# Exercise brief
Find the word "facade" in the records and copy every line where it occurs.

# Records for this exercise
/---

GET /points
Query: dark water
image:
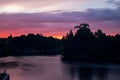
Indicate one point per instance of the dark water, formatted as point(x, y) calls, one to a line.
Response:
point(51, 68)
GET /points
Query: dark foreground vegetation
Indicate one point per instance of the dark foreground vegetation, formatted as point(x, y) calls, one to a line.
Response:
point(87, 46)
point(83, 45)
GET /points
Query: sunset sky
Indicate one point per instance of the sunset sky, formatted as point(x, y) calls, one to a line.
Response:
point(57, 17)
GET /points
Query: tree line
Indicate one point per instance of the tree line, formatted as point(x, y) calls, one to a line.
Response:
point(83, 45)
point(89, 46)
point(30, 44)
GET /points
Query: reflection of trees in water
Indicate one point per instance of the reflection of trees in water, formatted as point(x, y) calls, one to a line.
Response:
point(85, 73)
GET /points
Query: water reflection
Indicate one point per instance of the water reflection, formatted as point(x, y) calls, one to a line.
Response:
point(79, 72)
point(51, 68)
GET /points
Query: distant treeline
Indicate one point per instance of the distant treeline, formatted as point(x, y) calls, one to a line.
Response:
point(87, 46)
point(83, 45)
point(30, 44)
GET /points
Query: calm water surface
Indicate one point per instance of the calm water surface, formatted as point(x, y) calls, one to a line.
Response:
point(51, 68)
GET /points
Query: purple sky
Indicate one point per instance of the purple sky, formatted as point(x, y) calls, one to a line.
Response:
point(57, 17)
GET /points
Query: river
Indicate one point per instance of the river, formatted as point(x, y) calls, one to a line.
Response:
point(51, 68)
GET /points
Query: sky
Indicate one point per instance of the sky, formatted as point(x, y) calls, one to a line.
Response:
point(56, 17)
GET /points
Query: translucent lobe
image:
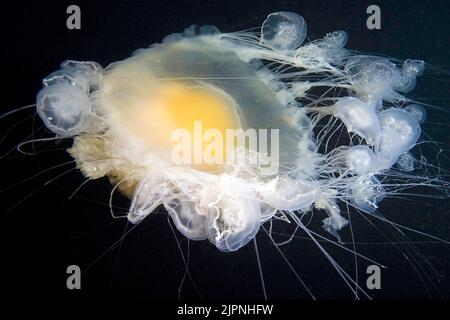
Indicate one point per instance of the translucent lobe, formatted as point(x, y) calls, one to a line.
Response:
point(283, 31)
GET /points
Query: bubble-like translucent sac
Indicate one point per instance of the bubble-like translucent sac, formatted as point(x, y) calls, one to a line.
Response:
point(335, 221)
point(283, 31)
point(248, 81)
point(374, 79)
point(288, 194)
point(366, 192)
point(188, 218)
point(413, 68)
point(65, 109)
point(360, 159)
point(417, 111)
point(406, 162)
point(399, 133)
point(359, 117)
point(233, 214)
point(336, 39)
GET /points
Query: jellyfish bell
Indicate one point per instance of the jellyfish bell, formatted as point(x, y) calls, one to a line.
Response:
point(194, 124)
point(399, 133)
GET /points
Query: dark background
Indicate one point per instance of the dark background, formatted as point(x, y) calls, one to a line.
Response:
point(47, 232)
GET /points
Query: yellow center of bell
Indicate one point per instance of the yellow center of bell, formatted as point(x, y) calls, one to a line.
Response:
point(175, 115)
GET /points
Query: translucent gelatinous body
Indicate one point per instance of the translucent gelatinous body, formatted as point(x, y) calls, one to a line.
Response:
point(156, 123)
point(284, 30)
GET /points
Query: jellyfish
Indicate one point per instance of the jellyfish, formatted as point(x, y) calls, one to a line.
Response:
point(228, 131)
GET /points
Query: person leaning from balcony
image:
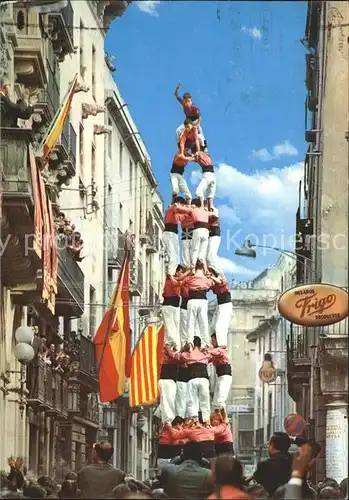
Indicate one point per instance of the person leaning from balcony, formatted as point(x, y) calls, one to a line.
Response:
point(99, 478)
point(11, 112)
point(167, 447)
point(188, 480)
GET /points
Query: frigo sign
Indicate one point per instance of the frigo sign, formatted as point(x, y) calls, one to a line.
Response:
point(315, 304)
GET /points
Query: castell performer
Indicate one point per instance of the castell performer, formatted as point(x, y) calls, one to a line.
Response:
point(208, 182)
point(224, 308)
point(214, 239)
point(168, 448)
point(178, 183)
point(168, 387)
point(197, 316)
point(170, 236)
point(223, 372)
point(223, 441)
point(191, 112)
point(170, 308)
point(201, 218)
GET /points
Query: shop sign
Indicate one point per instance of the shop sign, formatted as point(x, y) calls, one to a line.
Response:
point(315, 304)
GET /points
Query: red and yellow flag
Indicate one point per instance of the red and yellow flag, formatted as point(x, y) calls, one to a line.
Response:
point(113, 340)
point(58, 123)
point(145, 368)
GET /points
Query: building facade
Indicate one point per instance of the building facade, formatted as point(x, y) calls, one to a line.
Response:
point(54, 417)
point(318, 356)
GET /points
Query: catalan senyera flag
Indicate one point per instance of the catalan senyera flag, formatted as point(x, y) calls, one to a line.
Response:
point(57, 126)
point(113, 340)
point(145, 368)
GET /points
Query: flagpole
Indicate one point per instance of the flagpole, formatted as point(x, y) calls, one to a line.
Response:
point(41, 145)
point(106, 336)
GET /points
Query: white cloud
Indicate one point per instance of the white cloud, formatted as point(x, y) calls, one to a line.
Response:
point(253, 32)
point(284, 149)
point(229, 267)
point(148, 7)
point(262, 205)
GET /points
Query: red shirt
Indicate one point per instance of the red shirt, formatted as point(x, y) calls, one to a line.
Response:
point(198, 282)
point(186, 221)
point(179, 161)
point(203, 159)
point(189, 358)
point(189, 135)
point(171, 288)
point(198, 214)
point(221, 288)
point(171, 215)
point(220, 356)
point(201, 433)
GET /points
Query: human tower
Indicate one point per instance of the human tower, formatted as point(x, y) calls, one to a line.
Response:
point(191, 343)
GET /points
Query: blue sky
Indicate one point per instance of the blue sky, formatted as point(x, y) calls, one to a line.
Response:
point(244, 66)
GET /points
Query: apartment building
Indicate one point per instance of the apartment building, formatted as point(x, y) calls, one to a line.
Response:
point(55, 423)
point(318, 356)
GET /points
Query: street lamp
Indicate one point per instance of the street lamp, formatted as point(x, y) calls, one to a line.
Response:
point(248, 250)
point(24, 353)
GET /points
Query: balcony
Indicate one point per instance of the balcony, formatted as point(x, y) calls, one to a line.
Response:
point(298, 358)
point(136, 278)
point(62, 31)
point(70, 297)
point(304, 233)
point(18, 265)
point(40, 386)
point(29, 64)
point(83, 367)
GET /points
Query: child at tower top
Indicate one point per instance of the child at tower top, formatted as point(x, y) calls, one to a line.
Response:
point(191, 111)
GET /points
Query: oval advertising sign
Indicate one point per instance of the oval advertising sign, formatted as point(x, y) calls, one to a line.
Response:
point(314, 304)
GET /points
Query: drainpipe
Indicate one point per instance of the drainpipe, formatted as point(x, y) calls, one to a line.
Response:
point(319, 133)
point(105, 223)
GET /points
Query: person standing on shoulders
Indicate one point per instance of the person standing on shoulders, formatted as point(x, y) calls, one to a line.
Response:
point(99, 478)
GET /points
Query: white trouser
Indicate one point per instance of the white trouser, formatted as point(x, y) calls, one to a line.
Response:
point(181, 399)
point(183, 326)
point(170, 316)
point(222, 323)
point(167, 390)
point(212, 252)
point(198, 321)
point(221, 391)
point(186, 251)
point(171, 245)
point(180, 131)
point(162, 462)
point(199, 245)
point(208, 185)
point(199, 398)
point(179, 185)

\---

# Exercise answer
Query: building facade
Indicate one point per instance of the building facade, formatted as point(x, y) calls, one to a line.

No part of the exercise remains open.